## [Passage]
Start of Block
London Buildings Pack MicroGrids And Death Rays
Adding renewable energy to a building makes sense – but solar power can be dangerous, says Peter Judge
Data centres are adopting “microgrids” based on their own local electricity generation, often from renewable sources – and the trend is starting to spread out to the wider world of business buildings. Worryingly, at least one building has accidentally used renewable energy rather destructively.
Microgrids make data centres less dependent on the electricity grid, but in fact they are still connected to the utility, using the grid for backup, and their own generation capacity for their primary energy source.
Fuel cells are blooming
There is a growing trend for fuel cells – like the Bloom boxes used at eBay’s Utah centre – to take a bigger role, and allow the data center to do without messy and awkward diesel backup.
Followng eBay, JP Morgan has gone with Bloom too, with a 500kW pilot data center at its Delaware site.
It’s partly a bet that natural gas (which powers fuel cells) will remain cheap thanks to fracking in the US, and also a move to reduce emissions at the site, since fuel cells are cleaner than diesels.
For office buildings looking for green kudos, fuel cells looks like a better bet than some previous attempts to build cleaner energy into a site.
London’s Strata Tower (shown above, built in 2010, and also known as the Razor) has three 19kW turbines built into the top, which were supposed to generate 50MWh of electricity a year, but which are generally seen as a failed bit of greenwash.
They were only ever claimed to produce eight percent of the power demand of the shared part of the building – but Londoners don’t believe they are doing anything of the sort, since the turbines have rarely been seen to move. Rumour has it that the owners of penthouse suites in the Razor complained of noise and vibration.
Three years on, London’s getting another wacky-shaped building, called the Walkie Talkie (20 Fenchurch Street). This has 300kW of fuel cell power, which the developer admits costs more than buying the same electricity from the grid, but which contribute to its high green rating.
Enter the death ray
The building does also have generator back up. According to the specs, about 11MW of it. So the fuel cell can’t be supplying the building’s total needs, and isn’t displacing diesel.
Still, it clocks up another microgrid win for fuel cells.
But unfortunately, right now the Walkie Talkie building is better known for an unintentional display of renewable energy – in the form of a solar death ray which has given it another name: the “fryscraper”.
The building actually melted parts of a Jaguar parked outside it, when its curved sides focussed a beam of sunlight. The phenomenon happens at certain times of year when the sun is low, and temperatures of 91C have been recorded in parking spots near the building.
Looks like the Walkie Talkie building aimed for a microgrid – and got a macrogriddle.
A version of this article appeared on Green Data Center News.
End of Block
## [Work order A]
In the article on London buildings and microgrids, how much fuel cell power does the Walkie Talkie building have?
## [Work order B]
Copy the article from "The building actually" to "got a macrogriddle.", inclusive, and rename "Jaguar" as "sports car".

## [Data shown]
Start of Block
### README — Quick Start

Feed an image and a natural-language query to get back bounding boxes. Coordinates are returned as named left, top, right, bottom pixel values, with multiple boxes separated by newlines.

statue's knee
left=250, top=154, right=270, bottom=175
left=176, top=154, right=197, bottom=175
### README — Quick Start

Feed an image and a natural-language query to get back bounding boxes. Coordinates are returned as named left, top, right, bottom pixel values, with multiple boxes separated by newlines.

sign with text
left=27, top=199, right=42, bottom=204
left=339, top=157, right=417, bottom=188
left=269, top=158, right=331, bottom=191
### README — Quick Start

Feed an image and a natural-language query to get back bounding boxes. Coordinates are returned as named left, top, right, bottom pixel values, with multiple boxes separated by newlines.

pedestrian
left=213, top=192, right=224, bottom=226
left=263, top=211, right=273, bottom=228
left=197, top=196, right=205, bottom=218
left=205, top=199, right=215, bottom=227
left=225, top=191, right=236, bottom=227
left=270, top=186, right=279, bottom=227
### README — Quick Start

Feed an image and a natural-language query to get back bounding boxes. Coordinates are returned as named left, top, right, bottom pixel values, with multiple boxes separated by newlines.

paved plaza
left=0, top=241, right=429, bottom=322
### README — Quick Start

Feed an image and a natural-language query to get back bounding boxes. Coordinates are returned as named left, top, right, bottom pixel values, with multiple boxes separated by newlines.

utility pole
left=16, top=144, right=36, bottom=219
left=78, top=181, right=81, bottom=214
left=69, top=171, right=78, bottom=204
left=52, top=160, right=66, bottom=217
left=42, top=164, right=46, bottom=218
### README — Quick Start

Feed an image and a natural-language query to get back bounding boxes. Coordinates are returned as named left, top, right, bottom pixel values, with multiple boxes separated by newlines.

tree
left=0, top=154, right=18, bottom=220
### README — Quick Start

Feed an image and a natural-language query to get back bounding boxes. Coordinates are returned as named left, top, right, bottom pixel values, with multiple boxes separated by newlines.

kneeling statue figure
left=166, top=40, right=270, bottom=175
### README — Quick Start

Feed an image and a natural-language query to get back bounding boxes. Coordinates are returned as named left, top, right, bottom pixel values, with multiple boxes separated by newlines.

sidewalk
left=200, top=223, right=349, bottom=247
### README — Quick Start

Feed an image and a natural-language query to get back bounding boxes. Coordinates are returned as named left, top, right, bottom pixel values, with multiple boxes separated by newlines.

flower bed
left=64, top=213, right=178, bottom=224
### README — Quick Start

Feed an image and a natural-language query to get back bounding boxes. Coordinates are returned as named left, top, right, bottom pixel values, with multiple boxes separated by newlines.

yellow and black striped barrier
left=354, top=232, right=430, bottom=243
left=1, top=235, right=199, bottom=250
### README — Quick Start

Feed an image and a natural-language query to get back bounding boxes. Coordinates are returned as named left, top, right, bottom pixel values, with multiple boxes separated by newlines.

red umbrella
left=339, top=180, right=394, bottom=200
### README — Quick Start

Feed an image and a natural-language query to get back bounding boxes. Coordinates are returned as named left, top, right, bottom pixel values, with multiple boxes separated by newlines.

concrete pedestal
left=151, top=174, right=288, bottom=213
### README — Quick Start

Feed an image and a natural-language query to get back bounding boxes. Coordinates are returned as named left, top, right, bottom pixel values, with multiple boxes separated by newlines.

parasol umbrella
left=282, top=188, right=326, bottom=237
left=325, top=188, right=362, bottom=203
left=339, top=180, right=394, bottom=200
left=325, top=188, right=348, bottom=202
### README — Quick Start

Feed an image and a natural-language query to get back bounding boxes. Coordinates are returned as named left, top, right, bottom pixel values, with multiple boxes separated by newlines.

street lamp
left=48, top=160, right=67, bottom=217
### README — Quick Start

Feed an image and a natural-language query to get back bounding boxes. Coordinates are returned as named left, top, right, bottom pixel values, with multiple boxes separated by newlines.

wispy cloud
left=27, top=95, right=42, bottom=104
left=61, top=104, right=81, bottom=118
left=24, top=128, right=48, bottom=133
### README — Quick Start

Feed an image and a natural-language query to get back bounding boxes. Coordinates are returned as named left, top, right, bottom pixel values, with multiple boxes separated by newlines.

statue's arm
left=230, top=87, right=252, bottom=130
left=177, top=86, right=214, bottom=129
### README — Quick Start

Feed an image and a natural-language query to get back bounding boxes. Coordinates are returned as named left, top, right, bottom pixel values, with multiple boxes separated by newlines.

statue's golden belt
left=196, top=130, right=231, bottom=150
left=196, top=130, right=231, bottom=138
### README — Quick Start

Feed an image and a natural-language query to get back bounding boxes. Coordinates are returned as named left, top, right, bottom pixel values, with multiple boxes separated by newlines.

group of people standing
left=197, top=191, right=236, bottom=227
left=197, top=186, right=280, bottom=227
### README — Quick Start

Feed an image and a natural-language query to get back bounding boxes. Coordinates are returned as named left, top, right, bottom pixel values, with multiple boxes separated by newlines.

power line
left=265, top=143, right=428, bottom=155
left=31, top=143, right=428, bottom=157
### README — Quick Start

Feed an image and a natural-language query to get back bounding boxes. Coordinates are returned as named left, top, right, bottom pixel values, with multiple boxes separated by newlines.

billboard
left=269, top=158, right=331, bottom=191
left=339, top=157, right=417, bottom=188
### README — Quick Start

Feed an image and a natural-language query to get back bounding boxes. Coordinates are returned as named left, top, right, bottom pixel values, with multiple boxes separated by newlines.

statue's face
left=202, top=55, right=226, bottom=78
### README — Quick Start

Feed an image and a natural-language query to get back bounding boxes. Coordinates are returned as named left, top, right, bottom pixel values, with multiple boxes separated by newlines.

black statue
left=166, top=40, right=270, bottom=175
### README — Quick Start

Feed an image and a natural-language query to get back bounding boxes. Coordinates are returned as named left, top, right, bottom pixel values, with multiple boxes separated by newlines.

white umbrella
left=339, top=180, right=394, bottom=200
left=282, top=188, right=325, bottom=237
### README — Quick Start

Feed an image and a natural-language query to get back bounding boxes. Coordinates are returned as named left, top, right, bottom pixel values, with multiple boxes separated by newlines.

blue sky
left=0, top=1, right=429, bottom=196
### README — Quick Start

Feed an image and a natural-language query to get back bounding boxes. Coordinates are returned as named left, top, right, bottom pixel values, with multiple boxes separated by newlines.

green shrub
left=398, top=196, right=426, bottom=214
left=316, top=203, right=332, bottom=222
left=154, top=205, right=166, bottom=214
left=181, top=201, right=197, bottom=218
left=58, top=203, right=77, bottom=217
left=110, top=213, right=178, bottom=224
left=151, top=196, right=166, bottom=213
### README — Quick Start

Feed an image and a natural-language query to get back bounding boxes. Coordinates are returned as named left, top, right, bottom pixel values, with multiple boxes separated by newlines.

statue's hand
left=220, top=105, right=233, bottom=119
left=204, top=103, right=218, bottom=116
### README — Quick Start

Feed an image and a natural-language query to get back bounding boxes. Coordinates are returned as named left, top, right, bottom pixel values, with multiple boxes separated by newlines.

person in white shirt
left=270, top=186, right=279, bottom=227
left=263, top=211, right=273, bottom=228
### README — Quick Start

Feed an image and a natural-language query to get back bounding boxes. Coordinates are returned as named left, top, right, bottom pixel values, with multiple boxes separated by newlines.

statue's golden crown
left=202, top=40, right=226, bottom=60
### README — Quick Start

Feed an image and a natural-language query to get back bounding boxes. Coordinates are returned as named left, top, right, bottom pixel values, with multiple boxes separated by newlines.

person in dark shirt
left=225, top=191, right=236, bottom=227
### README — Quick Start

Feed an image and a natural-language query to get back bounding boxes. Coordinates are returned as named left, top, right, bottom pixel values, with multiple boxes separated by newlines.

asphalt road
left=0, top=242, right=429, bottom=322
End of Block
## [Expected output A]
300kW

## [Expected output B]
The building actually melted parts of a sports car parked outside it, when its curved sides focussed a beam of sunlight. The phenomenon happens at certain times of year when the sun is low, and temperatures of 91C have been recorded in parking spots near the building.
Looks like the Walkie Talkie building aimed for a microgrid – and got a macrogriddle.